Dataset excerpts
------------------------------------

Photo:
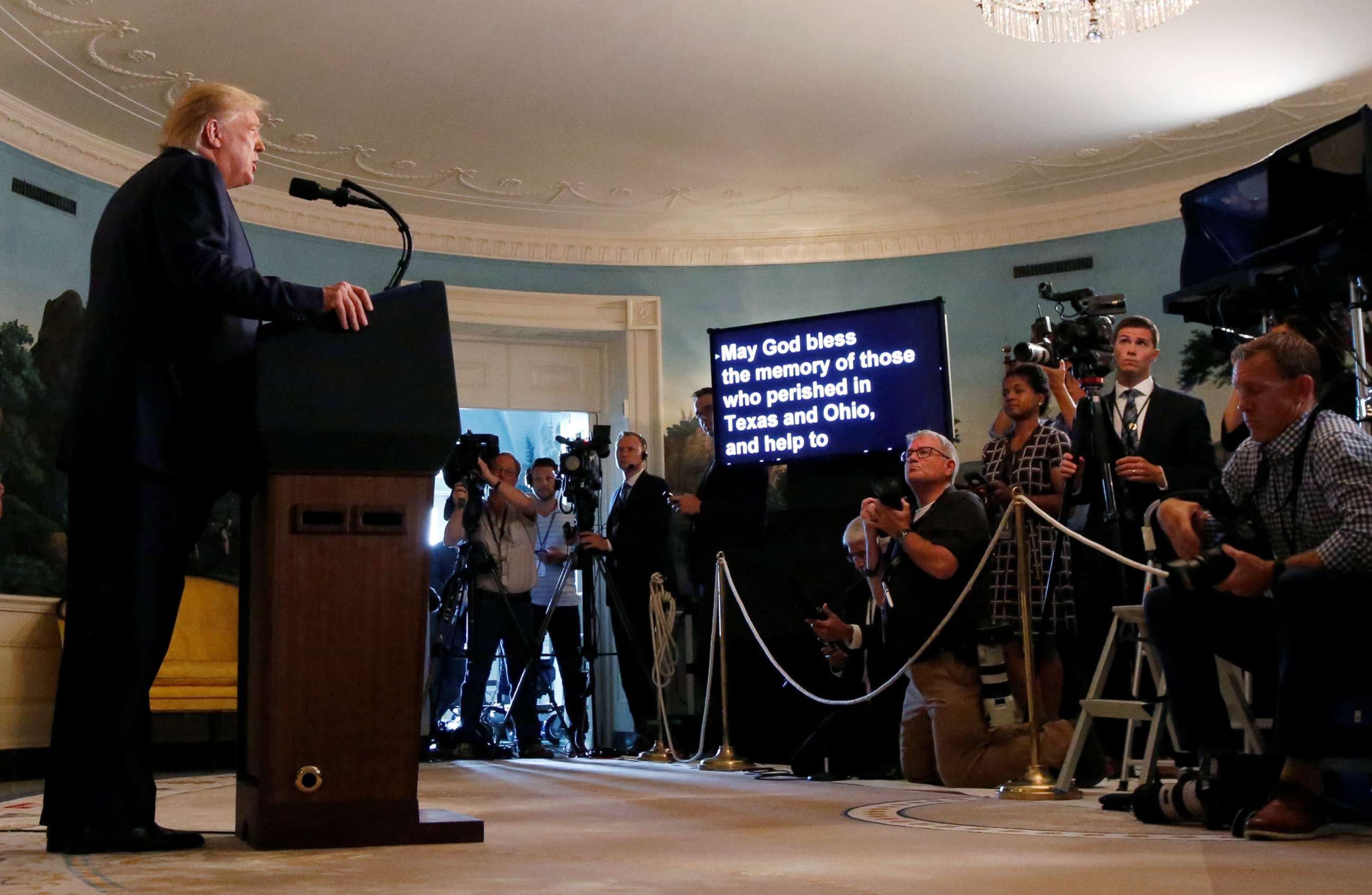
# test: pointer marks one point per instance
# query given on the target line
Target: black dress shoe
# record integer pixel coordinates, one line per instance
(96, 839)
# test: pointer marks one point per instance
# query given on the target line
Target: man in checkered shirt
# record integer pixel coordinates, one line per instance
(1317, 517)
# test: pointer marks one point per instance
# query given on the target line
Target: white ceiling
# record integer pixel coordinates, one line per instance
(707, 120)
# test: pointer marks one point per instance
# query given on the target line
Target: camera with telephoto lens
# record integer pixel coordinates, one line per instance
(1238, 528)
(1083, 338)
(998, 702)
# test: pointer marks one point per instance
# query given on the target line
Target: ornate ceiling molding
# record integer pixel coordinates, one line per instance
(59, 143)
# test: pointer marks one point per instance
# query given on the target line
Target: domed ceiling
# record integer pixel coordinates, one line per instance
(692, 131)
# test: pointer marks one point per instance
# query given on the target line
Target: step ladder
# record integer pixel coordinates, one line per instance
(1134, 711)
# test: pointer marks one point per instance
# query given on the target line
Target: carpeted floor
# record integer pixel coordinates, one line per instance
(627, 827)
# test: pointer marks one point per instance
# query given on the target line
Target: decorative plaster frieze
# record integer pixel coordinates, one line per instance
(70, 147)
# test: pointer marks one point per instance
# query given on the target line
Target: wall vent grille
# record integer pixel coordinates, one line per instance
(1054, 267)
(46, 197)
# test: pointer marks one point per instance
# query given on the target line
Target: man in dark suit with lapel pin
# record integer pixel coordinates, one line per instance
(636, 533)
(1157, 440)
(161, 426)
(728, 508)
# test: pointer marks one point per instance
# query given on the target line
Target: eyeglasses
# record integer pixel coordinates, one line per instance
(924, 454)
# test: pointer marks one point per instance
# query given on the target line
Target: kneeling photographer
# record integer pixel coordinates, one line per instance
(1301, 488)
(856, 740)
(500, 609)
(944, 735)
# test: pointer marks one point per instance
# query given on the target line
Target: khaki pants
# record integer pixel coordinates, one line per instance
(944, 735)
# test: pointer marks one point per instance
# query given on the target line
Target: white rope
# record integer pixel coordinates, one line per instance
(1151, 570)
(899, 674)
(662, 617)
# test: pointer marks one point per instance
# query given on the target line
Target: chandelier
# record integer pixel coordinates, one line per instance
(1076, 21)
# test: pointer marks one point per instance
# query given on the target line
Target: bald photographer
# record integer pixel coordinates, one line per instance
(1298, 494)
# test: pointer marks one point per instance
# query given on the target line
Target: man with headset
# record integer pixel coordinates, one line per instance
(636, 533)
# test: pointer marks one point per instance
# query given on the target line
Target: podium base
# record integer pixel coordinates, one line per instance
(432, 827)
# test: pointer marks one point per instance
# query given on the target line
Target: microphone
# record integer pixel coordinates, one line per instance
(309, 190)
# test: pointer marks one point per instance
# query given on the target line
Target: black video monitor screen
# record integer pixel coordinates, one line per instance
(831, 386)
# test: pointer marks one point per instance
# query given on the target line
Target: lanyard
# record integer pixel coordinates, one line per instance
(544, 536)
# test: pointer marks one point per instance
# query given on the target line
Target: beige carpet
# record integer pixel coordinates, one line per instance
(627, 827)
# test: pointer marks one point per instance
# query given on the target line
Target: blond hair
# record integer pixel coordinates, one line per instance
(1293, 355)
(200, 105)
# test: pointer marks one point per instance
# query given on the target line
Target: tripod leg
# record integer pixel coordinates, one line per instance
(536, 650)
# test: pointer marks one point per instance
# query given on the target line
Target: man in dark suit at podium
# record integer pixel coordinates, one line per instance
(161, 426)
(636, 532)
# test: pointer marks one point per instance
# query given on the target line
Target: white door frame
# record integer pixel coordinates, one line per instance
(638, 318)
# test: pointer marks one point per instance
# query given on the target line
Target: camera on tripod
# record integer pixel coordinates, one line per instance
(1084, 338)
(580, 468)
(462, 467)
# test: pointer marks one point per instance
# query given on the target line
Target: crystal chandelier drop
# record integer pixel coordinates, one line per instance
(1076, 21)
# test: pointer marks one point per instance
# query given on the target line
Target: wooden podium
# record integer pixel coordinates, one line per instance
(334, 614)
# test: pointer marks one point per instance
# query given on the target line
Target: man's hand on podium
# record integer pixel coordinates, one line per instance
(349, 302)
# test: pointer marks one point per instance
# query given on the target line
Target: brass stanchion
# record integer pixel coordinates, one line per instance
(1037, 784)
(725, 758)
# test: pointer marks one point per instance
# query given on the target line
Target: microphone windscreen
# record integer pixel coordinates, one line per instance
(302, 188)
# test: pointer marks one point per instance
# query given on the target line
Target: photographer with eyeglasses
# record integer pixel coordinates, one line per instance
(933, 554)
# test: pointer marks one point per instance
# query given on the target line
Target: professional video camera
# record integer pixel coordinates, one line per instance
(581, 471)
(1292, 232)
(462, 467)
(1084, 338)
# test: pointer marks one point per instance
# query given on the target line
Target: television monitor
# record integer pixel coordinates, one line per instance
(831, 386)
(1320, 179)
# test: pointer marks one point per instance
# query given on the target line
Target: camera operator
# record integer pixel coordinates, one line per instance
(1335, 387)
(553, 536)
(500, 610)
(933, 554)
(856, 740)
(634, 536)
(1305, 480)
(726, 508)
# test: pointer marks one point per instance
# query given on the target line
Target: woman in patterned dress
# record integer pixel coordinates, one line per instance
(1030, 457)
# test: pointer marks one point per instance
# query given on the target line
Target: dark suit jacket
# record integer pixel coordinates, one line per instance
(733, 501)
(166, 364)
(637, 529)
(1176, 437)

------------------------------------

Problem description: The result should be a verbatim copy of the data, free of pictures.

Task solution:
Photo:
# test: pointer marks one point per instance
# query given on the target line
Target: black dress shoe
# record integer pixel coordinates, one line per instance
(96, 839)
# test: pointer marks one point per instance
# query given on the target line
Target: man in checkered shirt
# record integer pixel coordinates, one line per instance
(1317, 517)
# test: pointer marks one point per instance
# query given on the target line
Target: white ceiling
# record integer pixel coordinates, one line per instance
(707, 120)
# test: pointer marks one point per instance
# query given on the target line
Target: camera with telephoto lens
# record integer pixel coordinates, one line per instance
(1238, 528)
(1083, 338)
(998, 702)
# test: pointer marks one point per instance
# query given on the target line
Target: ornate ceiling molding
# record integer pixel coordinates, one line per instance
(59, 143)
# test: pointer marks one point per instance
# query given on the target line
Target: domed ceiling
# record integer pixel coordinates, one line per instance
(692, 131)
# test: pointer marks one point per instance
# query given on the target line
Target: step ladder
# record integer pixel coordinates, one line per instance
(1134, 711)
# test: pointer marks one point per instance
# query given on the target line
Target: carpeted floor
# record integer pixel coordinates, one line per instance
(627, 827)
# test: pointer marks one point per instance
# query given on the target line
Target: decorative plaster frieze
# record integer pixel coordinates, one line per instance
(70, 147)
# test: pointer marks one point per instance
# query given on the target line
Target: wall vent grille
# record integer pixel coordinates, one line per instance
(1054, 267)
(46, 197)
# test: pointer marks one point per instance
# query given on the target line
Target: man in dark suit with lapel pin
# record integer pixel coordinates, one line per instance
(636, 533)
(1157, 440)
(161, 426)
(728, 508)
# test: pointer marks one point per instance
# query given on the target line
Target: eyeglasses
# record integer pixel coordinates, one line per instance
(924, 454)
# test: pointer marks one point per instance
# query given on the target line
Target: kneeling photographer
# record integer pixel coordinates, one line per instance
(1301, 488)
(856, 740)
(500, 609)
(944, 735)
# test: pointer marks one point per instance
# query given on the target line
Target: khaki pants
# record integer pixel coordinates, one line per instance
(944, 735)
# test: pointer marks one point per instance
# query given on the target line
Target: white rope
# record integer pixel coordinates, one line per instance
(1151, 570)
(899, 674)
(662, 617)
# test: pointer marks one point per instance
# query given on the target line
Target: chandelier
# record integer pixel coordinates, one line per instance
(1076, 21)
# test: pointer marks one point per instance
# query given on the target line
Target: bald photographer
# record integer pixel coordinates, one line per instance
(1298, 494)
# test: pointer marks one point per instance
# query given on the target line
Target: man with headset
# record integer pixel coordinates, one line per instance
(636, 533)
# test: pointer marks one point per instance
# query given on the target line
Target: podium base
# record integer pixel coordinates, one line per instance
(432, 827)
# test: pointer marks one point per instance
# query given on the target line
Target: microphone
# record integer pixel coordinates, one line per instance
(309, 190)
# test: pointer marks one point per instance
# query given on the target line
Target: black video monitor screen
# record integer pixel coordinates, one line per instance
(831, 386)
# test: pointer marks one point per instance
# query given on the target line
Target: lanyard
# record integer pixel coordinates, one line per instance
(544, 536)
# test: pointer marks one point per instance
# query given on the target line
Target: beige carpet
# record integer pixel coordinates, one line per instance
(627, 827)
# test: pointer marks one point per instance
# query given on the target line
Target: blond hair
# record integer pixel coordinates, one line per instance
(1293, 355)
(200, 105)
# test: pointer marks one point per instance
# query given on the target line
Target: tripod leg
# record integer pixel coordinates, one line per instance
(536, 650)
# test: pointer marks one point per instance
# query given on the target line
Target: man in dark suit at podium
# record integer pixel coordinates, one line per instance
(161, 426)
(636, 532)
# test: pointer marks one point per instance
# query given on the target line
Target: white door frame
# record integer pixel coordinates, one line per instance
(638, 318)
# test: pointer marks one point per instance
# query given on the target line
Target: camera on tripod
# record integer pixel coordinates, one line per instance
(1084, 338)
(580, 468)
(462, 467)
# test: pointer marks one point per instance
# query given on the target line
Target: crystal chandelier drop
# record integer pixel coordinates, one line per instance
(1076, 21)
# test: pointer marks one point per instance
# query given on the target line
Target: wooden podium
# record integer pixel coordinates, one line per instance
(334, 614)
# test: pointer marks one point per instance
# query given on the target line
Target: man's hand on podium
# record integer pixel coordinates, one line per instance
(349, 302)
# test: pointer marks one point per instance
# query given on the target line
Target: brass stanchion
# record integer pixel coordinates, one line per instance
(1037, 784)
(725, 758)
# test: pointer marks one point per instance
# query given on the target line
Target: microphone windscreen
# record integer pixel coordinates, one line per instance
(302, 188)
# test: pointer marks one point per instance
# query given on the target line
Target: photographer with eyeglasses
# record integer pixel coordinates, one line per instance
(933, 554)
# test: pointer marks one point per instance
# query given on the target line
Target: professional video camera
# record integer pixel coordinates, one line per instance
(581, 471)
(1292, 232)
(462, 467)
(1084, 338)
# test: pointer marks one point per instance
# query given on the target line
Target: television monitor
# record integer pixel coordinates, one line per instance
(831, 386)
(1320, 179)
# test: pointer marks one point per instance
# query given on the target line
Target: camera operator
# record integer pixel coordinates, one line per instance
(1335, 387)
(553, 536)
(500, 610)
(933, 554)
(856, 740)
(634, 536)
(1305, 480)
(726, 508)
# test: pointer marks one point per instance
# query given on the target line
Target: woman in patterned dress
# record integer pixel coordinates, one line per instance
(1030, 457)
# test: pointer marks one point per instance
# query given on the target line
Target: dark suit jacket
# record integer pixel coordinates, one line per instance
(733, 501)
(166, 364)
(637, 529)
(1176, 437)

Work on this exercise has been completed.